**INSTRUCTION:** In the text on polite British English, what word should you please avoid saying when you don't hear what somebody says to you?

**DOCUMENT EXTRACT:**

★ ★ ★

If you visit an English-speaking country or work with British or international colleagues, you might wonder about the best language to use to be polite. You might even be afraid of being rude unintentionally. If this is you, keep reading! (Please note that I’m English so I’m mainly talking about British culture here.)
Some useful polite words and phrases
Please and thank you
British people say “please” and “thank you” a lot more than people in some other countries. Even if your English is not a very high level, you can make most things sound more polite by adding “please” to requests and saying “thank you” when somebody does something for you.
Obviously you should say “sorry” when you have done something wrong but British people use this word in other situations too. For example, we might say “sorry” before we ask a question, e.g. “Sorry to bother you but do you have the time?” We even sometimes say “sorry” when another person makes a mistake. For example, if somebody bumps into me, we might both say “sorry” even though it’s not my fault!
If you don’t hear what somebody says to you, don’t say “What?” That’s really impolite. It’s better to say “Pardon?” or “Sorry?” or “Could you say that again, please?”
You can say “Excuse me” if you are trying to get past somebody or if you need them to move out of your way. You can also use this phrase to get somebody’s attention in order to ask a question, like, “Excuse me, is this the train to London?”
If somebody thanks you, a polite response is “You’re welcome.” For example:
A: Let me help you with that!
B: Oh, thank you!
A: You're welcome!
If you invite some people to your house, when they arrive, you can say, "Welcome! Come in!" or "Welcome to my home," especially if they have never been to your home before. Or maybe you are hosting a conference or giving a presentation. The host or hostess says, "Welcome," and the guests do not. They can answer, "Thank you."
Be less direct
British people often like to soften their language and find ways to be less direct. Here are a few examples.
“Where’s the station?” sounds a bit rude to an English person. We would say something like, “Could you tell me where the station is, please?” or “Excuse me, do you know the way to the station from here?” If you start a question with “Could you tell me…” or “Do you know…” you will sound more polite.
Suggestions and requests
Avoid giving orders and instructions. “Could you wait a moment?” is much more polite than “Wait!” “Can you finish the report by Friday?” is better than “Finish the report by Friday.” “Can” is perhaps a little less polite than “could” or “would” but it’s fine for a boss to say “can” to an employee. British people do this even if the other person is doing something annoying, e.g. “Would you mind turning the music down?” instead of “Turn that music down!”
It’s sometimes more polite if we avoid using “you”. “Could I have a cup of coffee?” is much nicer than “Could you get me a cup of coffee?” Rather than “You have made some mistakes” you could say “I think that there are some mistakes here.”
“I would like” is very commonly used instead of “I want” to make a request. Say, “I would like a coffee please” and not “I want a coffee.” “Would you like something to drink?” is better than “Do you want a drink?”

★ ★ ★

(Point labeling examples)

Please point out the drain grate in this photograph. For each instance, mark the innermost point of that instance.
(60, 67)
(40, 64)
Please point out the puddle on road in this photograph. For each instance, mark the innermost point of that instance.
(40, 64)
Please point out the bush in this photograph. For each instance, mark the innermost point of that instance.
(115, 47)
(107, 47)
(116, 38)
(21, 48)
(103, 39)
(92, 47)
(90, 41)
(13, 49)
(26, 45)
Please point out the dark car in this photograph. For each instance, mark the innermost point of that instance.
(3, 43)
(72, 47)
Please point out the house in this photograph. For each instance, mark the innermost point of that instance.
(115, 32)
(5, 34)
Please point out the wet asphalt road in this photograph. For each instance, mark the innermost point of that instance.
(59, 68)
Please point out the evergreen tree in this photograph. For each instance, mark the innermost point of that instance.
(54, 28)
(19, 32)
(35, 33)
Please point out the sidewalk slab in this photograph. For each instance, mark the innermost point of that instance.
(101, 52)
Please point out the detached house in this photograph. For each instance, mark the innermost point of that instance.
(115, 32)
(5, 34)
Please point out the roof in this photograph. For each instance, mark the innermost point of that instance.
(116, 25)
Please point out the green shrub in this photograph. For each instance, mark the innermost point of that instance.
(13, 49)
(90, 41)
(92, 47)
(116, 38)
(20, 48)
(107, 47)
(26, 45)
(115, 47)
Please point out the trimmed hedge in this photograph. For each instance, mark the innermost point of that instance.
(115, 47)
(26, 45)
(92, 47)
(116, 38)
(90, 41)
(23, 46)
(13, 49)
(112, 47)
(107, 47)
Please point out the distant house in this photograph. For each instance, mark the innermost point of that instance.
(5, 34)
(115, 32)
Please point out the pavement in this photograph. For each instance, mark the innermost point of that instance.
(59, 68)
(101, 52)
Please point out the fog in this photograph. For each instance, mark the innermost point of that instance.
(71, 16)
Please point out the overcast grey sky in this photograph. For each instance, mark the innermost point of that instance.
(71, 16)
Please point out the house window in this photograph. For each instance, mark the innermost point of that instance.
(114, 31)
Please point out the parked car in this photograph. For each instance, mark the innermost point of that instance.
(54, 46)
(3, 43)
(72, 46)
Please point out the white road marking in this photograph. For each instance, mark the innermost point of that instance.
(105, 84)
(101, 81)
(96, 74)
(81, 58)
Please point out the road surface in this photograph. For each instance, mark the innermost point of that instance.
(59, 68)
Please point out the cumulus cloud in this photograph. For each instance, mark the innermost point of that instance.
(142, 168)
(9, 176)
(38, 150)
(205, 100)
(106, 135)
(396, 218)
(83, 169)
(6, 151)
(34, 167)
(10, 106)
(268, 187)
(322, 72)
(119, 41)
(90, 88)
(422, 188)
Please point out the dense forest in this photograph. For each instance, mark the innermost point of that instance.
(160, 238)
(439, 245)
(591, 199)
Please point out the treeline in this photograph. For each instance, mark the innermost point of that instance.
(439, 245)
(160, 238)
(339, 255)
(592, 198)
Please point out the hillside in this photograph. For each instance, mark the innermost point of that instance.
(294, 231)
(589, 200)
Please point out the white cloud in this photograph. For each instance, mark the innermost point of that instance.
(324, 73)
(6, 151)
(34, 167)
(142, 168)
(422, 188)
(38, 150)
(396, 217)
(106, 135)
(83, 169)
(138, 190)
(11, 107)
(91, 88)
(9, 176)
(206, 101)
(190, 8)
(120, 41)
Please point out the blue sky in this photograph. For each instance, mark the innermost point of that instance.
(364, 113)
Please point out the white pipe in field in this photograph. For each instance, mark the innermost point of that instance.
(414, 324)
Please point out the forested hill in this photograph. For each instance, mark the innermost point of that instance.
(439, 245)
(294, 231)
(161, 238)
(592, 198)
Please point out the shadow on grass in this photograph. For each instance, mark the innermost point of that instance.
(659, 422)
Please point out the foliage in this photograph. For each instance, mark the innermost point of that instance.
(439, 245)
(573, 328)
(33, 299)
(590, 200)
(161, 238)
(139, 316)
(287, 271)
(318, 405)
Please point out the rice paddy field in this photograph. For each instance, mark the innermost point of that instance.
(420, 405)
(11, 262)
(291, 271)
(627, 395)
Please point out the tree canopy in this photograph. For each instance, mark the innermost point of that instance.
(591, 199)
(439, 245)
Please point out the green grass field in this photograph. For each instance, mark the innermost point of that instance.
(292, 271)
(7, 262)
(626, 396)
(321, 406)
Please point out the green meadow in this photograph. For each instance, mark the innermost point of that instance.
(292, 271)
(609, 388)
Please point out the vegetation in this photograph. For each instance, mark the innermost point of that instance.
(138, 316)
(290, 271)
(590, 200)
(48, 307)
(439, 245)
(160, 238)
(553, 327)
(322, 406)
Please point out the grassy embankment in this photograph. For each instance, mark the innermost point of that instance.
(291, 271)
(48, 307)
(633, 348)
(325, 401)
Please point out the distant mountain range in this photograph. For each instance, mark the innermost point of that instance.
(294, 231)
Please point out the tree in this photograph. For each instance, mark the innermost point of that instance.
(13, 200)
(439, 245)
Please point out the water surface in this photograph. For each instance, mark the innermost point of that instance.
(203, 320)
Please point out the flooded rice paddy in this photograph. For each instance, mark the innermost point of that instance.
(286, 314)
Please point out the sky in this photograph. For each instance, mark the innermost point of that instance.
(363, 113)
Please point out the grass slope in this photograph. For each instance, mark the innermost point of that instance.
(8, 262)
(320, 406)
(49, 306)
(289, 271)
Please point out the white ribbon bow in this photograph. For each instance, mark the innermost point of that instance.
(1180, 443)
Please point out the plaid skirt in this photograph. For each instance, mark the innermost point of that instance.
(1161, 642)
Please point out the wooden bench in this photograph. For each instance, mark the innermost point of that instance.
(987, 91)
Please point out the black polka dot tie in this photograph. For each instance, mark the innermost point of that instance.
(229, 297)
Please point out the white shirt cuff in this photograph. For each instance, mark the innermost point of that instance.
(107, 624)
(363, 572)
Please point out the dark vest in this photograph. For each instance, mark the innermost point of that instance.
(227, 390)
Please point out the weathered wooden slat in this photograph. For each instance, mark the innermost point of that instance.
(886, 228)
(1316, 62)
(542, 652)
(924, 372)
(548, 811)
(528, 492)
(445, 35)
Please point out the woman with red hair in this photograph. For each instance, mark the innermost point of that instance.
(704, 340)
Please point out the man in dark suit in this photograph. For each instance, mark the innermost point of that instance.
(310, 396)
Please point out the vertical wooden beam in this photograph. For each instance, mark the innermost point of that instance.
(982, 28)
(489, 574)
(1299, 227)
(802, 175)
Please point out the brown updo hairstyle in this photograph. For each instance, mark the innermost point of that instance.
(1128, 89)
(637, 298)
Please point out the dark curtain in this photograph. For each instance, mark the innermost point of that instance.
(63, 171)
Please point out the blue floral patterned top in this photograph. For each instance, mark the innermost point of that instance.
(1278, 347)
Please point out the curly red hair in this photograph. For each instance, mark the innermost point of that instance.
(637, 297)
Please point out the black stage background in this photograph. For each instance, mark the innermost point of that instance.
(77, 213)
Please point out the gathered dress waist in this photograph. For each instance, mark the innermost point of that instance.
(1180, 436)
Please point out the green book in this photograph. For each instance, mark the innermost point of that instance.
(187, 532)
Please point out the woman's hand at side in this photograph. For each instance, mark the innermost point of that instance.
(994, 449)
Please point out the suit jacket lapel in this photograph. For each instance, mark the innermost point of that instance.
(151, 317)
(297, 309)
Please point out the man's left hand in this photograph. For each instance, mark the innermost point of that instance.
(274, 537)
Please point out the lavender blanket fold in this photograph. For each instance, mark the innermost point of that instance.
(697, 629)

★ ★ ★

**EXERCISE ANSWER:** "What?", because that's really impolite.